## SET EXERCISE
Copy out the records below word for word, leaving out the pictures.

## RECORDS SUPPLIED
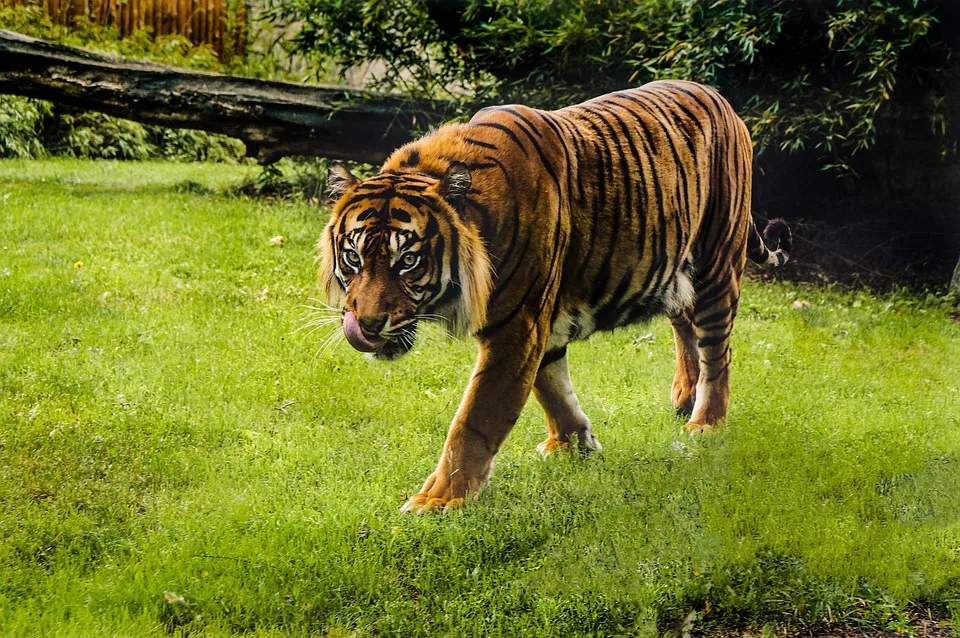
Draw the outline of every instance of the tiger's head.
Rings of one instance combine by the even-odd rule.
[[[320,287],[342,308],[350,345],[392,359],[413,346],[421,319],[446,319],[461,333],[483,326],[491,271],[463,220],[466,166],[453,163],[439,179],[384,171],[361,181],[334,164],[328,181],[337,201],[318,245]]]

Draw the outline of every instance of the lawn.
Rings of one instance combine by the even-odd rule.
[[[728,426],[693,439],[669,324],[595,336],[570,360],[601,454],[540,460],[531,400],[475,502],[402,515],[474,346],[384,364],[298,330],[327,211],[224,194],[253,170],[0,162],[4,635],[960,623],[937,299],[748,282]]]

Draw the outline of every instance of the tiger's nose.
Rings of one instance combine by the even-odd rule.
[[[360,324],[360,330],[362,330],[365,335],[368,337],[377,337],[380,336],[380,331],[383,330],[383,327],[387,325],[387,316],[366,317],[364,319],[358,318],[357,323]]]

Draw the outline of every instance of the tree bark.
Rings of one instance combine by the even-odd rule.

## COMPLETE RESPONSE
Draw the outline of every instance of the tiger's head.
Rings of one instance combine by the even-odd rule.
[[[320,287],[342,308],[350,345],[392,359],[413,346],[421,319],[446,319],[461,333],[483,326],[491,271],[463,220],[466,166],[453,163],[439,179],[384,171],[361,181],[334,164],[328,181],[337,201],[318,245]]]

Draw the outline of every instance of the lawn.
Rings of one instance combine by the even-odd rule.
[[[728,426],[693,439],[669,324],[595,336],[570,360],[601,454],[540,460],[531,400],[475,502],[402,515],[474,346],[384,364],[298,330],[327,211],[224,194],[253,170],[0,162],[4,635],[960,623],[937,299],[748,282]]]

Draw the outline of every instance of the tiger's nose.
Rings of one instance combine by the even-odd rule.
[[[360,324],[360,330],[362,330],[365,335],[368,337],[377,337],[380,336],[380,331],[383,330],[383,327],[387,325],[387,316],[366,317],[364,319],[358,318],[357,323]]]

Draw the outline of every instance of the tree bark.
Rings of one instance combine by the even-odd rule.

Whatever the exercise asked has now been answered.